▶ About this exercise:
Wherever a line in the records below contains "construction", copy that line.

(Text-to-region grounding data)
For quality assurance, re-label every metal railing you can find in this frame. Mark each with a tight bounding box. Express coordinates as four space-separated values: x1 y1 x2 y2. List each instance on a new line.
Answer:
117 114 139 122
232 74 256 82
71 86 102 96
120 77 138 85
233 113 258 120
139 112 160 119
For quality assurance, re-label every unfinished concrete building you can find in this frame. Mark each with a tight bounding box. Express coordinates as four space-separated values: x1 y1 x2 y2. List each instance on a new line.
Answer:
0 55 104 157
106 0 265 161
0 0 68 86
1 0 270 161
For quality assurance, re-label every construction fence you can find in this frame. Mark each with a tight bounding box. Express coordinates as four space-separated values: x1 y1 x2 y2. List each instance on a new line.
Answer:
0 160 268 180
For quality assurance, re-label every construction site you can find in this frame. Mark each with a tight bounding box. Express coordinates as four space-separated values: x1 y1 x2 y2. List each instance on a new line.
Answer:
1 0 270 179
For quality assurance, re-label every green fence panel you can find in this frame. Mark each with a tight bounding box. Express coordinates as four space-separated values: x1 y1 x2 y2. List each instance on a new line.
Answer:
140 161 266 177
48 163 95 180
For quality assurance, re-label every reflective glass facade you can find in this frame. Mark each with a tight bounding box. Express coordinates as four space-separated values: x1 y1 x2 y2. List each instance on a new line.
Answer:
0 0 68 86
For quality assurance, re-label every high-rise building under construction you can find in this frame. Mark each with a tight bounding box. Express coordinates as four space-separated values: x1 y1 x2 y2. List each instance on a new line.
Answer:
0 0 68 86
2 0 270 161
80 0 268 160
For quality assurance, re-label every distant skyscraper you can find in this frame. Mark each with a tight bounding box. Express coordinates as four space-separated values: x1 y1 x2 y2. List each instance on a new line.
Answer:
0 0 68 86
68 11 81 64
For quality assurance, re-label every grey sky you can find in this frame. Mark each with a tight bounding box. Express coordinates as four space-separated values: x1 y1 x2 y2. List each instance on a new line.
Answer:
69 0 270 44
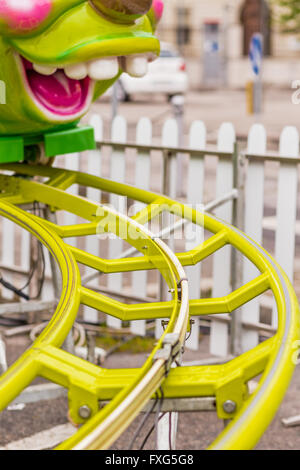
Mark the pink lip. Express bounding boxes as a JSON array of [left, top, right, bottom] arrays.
[[21, 57, 92, 117]]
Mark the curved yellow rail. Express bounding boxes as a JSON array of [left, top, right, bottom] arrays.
[[0, 163, 298, 450]]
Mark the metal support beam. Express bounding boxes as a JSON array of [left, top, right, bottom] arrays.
[[10, 383, 216, 414], [0, 334, 7, 375], [43, 207, 74, 355], [0, 300, 55, 316], [230, 142, 244, 356]]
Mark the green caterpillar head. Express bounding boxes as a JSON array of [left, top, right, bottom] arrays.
[[0, 0, 164, 135]]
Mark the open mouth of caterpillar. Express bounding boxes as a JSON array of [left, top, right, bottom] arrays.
[[17, 52, 152, 120]]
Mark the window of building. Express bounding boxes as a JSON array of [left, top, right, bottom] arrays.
[[176, 7, 191, 47]]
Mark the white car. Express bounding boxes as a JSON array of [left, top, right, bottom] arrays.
[[117, 42, 189, 101]]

▶ Answer to this problem:
For quality assurance, re-label every construction fence you can find in this frame. Mark each with a tight bounding box. Express coordinates as four space-separated values: x1 y1 x2 y2. List each instance on a new line.
For quality assurance, re-label every construction site you can find in this frame. Mark each with a tight bounding box. Express coordinates as four space-separated values: x1 y1 x2 y2. List each instance on a new line.
For quality assurance, re-label every high-rise building under construction you can find in this frame. Mark each with a tight bounding box. Express coordinates as four space-separated values: x1 y1 x2 y2. List each instance on a new line.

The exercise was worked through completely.